Challenge: For each statement, answer yes or no on whether it agrees with the NL Core text, and quote the text's deciding words exactly. 1. NL Core plays a role both in the authoring application and in workflows' model blocks. 2. NL Core returns layout information for the text of any PDF document, however the document was uploaded or obtained. 3. Rules that are triggered can help predict categories.

Document section:
+-------+

NL Core and CPKs
NL Core
What is it and what does it do?
NL Core is a complex document analysis module which has a fundamental role in Platform, both in the authoring application and in workflows' model blocks.
Its main function accepts either:
- Plain text
- Plain text plus sections' boundaries
- Sectioned text
- In the case of text taken from a PDF documents, text plus page layout information
plus:
- Implicit or explicit functional properties
- Possible custom options
as its input and returns in output lots of information about the text.
An NL Core instance for a given language:
-
(Always) Carries out Natural Language Understanding (NLU) of the input text returning numerous features:
-
Of the entire document:
-
Of individual text token and sub-tokens (atoms):
- Lexical, morphological and semantic information about text tokens and atoms
- Named entities with open data
-
Syntactic and semantic relationships:
- Syntactic dependencies between text tokens
- Verb-centered relations between tokens
-
-
(In the case of the text of PDF documents uploaded with the PDF document view option or coming from Extract in an NL Flow workflow) Provides layout, typographical and geometric information on the text as it's displayed in the source PDF.
- (If accompanied by symbolic, human readable, rules of one or more of these types: tagging, segmentation, categorization, information extraction) Compares the conditions of the symbolic rules, made up of operands that refer to particular features of the text, with the actual features of the text extracted as in the previous points.
When a match is found, rules are triggered and give their contribution to superimpose tags to portions of the text, identify segments of text with peculiar characteristics and predict categories and/or extractions.

+-------+

Extracted entries:

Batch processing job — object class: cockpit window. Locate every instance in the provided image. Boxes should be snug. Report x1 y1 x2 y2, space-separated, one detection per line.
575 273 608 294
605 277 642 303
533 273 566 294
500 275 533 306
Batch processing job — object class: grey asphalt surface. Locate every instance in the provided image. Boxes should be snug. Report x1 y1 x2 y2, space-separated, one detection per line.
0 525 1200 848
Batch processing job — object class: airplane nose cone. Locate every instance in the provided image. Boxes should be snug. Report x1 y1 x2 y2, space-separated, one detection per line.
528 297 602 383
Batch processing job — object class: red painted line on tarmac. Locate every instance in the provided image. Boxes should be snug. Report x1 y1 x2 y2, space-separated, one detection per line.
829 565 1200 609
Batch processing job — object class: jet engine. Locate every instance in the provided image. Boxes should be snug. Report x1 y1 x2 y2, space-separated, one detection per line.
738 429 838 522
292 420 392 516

+-------+

Finished exercise:
1. Yes: "both in the authoring application and in workflows' model blocks"
2. No: "In the case of the text of PDF documents uploaded with the PDF document view option or coming from Extract in an NL Flow workflow"
3. Yes: "predict categories and/or extractions"